Bounding box annotation entries:
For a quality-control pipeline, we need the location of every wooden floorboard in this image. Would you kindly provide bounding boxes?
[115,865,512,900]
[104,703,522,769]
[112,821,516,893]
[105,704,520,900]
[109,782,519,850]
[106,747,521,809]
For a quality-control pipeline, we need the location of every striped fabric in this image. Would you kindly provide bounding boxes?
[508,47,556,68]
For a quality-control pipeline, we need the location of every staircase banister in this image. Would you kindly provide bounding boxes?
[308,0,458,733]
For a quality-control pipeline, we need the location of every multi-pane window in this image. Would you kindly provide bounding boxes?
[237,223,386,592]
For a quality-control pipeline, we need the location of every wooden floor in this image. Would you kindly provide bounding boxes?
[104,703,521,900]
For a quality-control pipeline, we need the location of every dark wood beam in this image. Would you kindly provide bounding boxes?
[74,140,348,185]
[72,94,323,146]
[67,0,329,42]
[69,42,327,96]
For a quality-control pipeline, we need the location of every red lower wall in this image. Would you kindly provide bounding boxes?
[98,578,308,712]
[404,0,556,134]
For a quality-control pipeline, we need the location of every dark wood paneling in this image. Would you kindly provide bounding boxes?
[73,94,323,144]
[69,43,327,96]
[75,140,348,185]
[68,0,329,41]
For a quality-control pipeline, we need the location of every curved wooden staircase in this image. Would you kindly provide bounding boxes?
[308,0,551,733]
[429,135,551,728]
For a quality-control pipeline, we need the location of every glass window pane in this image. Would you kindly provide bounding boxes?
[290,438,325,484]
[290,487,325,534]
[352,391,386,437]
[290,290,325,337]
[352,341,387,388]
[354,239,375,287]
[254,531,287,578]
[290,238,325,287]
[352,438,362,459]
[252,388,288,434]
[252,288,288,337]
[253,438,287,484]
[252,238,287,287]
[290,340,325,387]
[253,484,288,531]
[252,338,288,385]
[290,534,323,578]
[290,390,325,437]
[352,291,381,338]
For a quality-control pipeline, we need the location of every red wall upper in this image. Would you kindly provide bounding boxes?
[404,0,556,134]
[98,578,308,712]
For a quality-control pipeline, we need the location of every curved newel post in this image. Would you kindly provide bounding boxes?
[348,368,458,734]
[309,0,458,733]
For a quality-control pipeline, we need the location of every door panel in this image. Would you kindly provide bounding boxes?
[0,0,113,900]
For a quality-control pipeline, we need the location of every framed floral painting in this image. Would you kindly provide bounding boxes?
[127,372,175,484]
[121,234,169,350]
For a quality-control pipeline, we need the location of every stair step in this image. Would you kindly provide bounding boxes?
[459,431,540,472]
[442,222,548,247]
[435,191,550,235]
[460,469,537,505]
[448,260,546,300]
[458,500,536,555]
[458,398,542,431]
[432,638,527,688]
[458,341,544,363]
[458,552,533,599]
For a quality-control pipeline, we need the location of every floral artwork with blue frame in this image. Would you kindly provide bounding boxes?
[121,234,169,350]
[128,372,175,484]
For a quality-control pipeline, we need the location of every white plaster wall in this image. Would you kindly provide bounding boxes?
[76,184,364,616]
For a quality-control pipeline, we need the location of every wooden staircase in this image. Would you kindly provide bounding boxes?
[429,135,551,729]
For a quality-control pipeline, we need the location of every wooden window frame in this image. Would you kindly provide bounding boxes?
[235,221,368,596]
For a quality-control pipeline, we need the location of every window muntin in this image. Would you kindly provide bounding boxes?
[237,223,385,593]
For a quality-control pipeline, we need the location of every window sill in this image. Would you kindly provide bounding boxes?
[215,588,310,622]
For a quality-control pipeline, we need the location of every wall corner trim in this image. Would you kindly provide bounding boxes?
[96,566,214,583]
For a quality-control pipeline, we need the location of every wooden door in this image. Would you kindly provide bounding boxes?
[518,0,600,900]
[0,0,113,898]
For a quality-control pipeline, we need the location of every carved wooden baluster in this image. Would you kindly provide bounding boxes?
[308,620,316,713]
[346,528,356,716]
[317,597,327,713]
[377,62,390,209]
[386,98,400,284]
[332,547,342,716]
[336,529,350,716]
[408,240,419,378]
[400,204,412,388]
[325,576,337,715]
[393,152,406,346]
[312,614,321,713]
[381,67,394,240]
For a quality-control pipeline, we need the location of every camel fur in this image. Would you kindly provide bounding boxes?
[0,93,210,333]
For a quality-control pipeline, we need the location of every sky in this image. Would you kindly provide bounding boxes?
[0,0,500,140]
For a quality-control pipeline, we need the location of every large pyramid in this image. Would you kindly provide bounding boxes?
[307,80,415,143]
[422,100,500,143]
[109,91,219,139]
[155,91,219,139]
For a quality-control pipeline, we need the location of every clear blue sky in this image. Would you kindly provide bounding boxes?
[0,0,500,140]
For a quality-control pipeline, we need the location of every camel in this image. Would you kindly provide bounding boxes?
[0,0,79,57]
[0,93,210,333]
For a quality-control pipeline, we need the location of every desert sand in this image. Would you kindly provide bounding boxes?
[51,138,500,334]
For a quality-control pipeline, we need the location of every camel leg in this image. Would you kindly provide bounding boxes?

▸ Aim
List every line of the entries above that contains the word "wall", copying each line in full.

▸ Correct response
For a quality-control pipeline, we need the location of every red lower wall in this image. Would you kindly provide bounding boxes?
For a quality-control pipeline, we need the location of every red wall upper in this image. Would you kindly provide bounding boxes?
For a quality-control pipeline, we need the location of every white plaster wall in this image. Would you kindly provide bounding boxes?
For a quality-control pipeline, we need the location of every wall corner trim in this image. Would you kindly provide bounding boxes?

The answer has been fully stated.